**Aufgabe:** Schreibe alle Zeilen der folgenden Einträge unverändert ab.

**Vorliegende Einträge:**
****************
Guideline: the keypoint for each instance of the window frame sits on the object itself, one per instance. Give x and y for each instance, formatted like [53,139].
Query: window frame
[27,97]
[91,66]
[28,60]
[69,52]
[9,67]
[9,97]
****************
**Schriftliche Lösung:**
Guideline: the keypoint for each instance of the window frame sits on the object itself, one per instance. Give x and y for each instance, formatted like [53,139].
Query: window frame
[27,97]
[91,66]
[28,60]
[69,52]
[9,67]
[9,97]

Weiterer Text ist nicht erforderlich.